(Records excerpted from a collection)
'''

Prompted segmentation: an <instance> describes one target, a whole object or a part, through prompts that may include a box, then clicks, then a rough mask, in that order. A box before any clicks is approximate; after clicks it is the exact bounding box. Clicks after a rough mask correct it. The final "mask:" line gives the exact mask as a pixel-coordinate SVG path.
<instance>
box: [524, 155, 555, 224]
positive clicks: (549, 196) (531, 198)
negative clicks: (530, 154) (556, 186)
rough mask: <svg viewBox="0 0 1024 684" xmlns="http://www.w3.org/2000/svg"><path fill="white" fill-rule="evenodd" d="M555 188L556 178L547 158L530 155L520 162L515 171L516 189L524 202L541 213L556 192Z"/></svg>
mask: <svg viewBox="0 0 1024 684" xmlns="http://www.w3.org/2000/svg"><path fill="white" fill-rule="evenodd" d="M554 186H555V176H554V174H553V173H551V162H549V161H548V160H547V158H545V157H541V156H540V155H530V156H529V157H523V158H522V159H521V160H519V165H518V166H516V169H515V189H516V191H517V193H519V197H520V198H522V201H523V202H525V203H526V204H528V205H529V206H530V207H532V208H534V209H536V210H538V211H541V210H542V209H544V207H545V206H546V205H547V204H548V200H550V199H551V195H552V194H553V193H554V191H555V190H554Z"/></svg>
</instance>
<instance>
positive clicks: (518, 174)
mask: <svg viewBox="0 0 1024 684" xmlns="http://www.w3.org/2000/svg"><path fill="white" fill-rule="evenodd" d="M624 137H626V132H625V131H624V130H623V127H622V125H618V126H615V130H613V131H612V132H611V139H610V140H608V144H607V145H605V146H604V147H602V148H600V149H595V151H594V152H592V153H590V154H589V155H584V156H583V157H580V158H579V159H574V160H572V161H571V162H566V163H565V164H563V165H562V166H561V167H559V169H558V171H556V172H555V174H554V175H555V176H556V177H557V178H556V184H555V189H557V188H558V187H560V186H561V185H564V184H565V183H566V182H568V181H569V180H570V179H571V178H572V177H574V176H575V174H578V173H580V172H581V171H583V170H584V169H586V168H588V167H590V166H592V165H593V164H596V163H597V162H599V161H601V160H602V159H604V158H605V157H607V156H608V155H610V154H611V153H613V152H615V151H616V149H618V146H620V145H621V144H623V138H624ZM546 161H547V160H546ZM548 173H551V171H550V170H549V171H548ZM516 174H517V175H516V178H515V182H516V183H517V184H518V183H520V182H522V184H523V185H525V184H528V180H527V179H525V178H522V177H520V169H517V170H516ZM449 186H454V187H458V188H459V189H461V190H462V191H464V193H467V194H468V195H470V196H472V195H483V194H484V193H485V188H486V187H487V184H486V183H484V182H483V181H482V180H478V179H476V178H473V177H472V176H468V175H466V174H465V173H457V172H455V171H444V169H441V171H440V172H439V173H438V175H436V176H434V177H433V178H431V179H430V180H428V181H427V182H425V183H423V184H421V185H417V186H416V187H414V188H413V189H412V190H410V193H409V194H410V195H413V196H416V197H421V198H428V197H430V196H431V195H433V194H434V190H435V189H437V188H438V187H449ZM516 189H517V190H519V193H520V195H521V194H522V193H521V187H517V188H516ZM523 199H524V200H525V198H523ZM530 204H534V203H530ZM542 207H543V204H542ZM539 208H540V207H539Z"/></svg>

'''

● **Exercise objective**:
Rewrite the items above, replacing "positive clicks" with "foreground clicks" everywhere it occurs and leaving the rest untouched.

● **Answer section**:
Prompted segmentation: an <instance> describes one target, a whole object or a part, through prompts that may include a box, then clicks, then a rough mask, in that order. A box before any clicks is approximate; after clicks it is the exact bounding box. Clicks after a rough mask correct it. The final "mask:" line gives the exact mask as a pixel-coordinate SVG path.
<instance>
box: [524, 155, 555, 224]
foreground clicks: (549, 196) (531, 198)
negative clicks: (530, 154) (556, 186)
rough mask: <svg viewBox="0 0 1024 684" xmlns="http://www.w3.org/2000/svg"><path fill="white" fill-rule="evenodd" d="M555 188L556 178L547 158L530 155L520 162L515 171L516 189L524 202L541 213L556 192Z"/></svg>
mask: <svg viewBox="0 0 1024 684" xmlns="http://www.w3.org/2000/svg"><path fill="white" fill-rule="evenodd" d="M554 186H555V176H554V174H553V173H551V162H549V161H548V160H547V158H545V157H541V156H540V155H530V156H529V157H523V158H522V159H521V160H519V165H518V166H516V169H515V189H516V191H517V193H519V197H520V198H522V201H523V202H525V203H526V204H528V205H529V206H530V207H532V208H534V209H536V210H538V211H541V210H542V209H544V207H545V206H546V205H547V204H548V200H550V199H551V195H552V194H553V193H554V191H555V190H554Z"/></svg>
</instance>
<instance>
foreground clicks: (518, 174)
mask: <svg viewBox="0 0 1024 684" xmlns="http://www.w3.org/2000/svg"><path fill="white" fill-rule="evenodd" d="M624 137H626V132H625V131H624V130H623V127H622V125H618V126H615V130H613V131H612V132H611V139H610V140H608V144H607V145H605V146H604V147H602V148H600V149H595V151H594V152H592V153H590V154H589V155H584V156H583V157H580V158H579V159H574V160H572V161H571V162H566V163H565V164H563V165H562V166H561V167H559V169H558V171H556V172H555V174H554V175H555V176H556V177H557V178H556V184H555V189H557V188H558V187H560V186H561V185H564V184H565V183H566V182H568V181H569V180H570V179H571V178H572V177H574V176H575V174H578V173H580V172H581V171H583V170H584V169H586V168H588V167H590V166H592V165H593V164H596V163H597V162H599V161H601V160H602V159H604V158H605V157H607V156H608V155H610V154H611V153H613V152H615V151H616V149H618V146H620V145H621V144H623V138H624ZM546 161H547V160H546ZM548 173H551V171H550V170H549V171H548ZM516 174H517V175H516V178H515V182H516V183H517V184H518V183H520V182H522V184H523V185H525V184H528V180H527V179H525V178H522V177H520V169H517V170H516ZM449 186H454V187H458V188H459V189H461V190H462V191H464V193H467V194H468V195H470V196H472V195H483V194H484V193H485V188H486V187H487V184H486V183H484V182H483V181H482V180H478V179H476V178H473V177H472V176H468V175H466V174H465V173H457V172H455V171H444V169H441V171H440V172H439V173H438V175H436V176H434V177H433V178H431V179H430V180H428V181H427V182H425V183H423V184H421V185H417V186H416V187H414V188H413V189H412V190H410V193H409V194H410V195H413V196H416V197H421V198H428V197H430V196H431V195H433V194H434V190H435V189H437V188H438V187H449ZM516 189H517V190H519V193H520V195H521V194H522V193H521V187H517V188H516ZM523 199H524V200H525V198H523ZM530 204H534V203H530ZM542 207H543V204H542ZM539 208H540V207H539Z"/></svg>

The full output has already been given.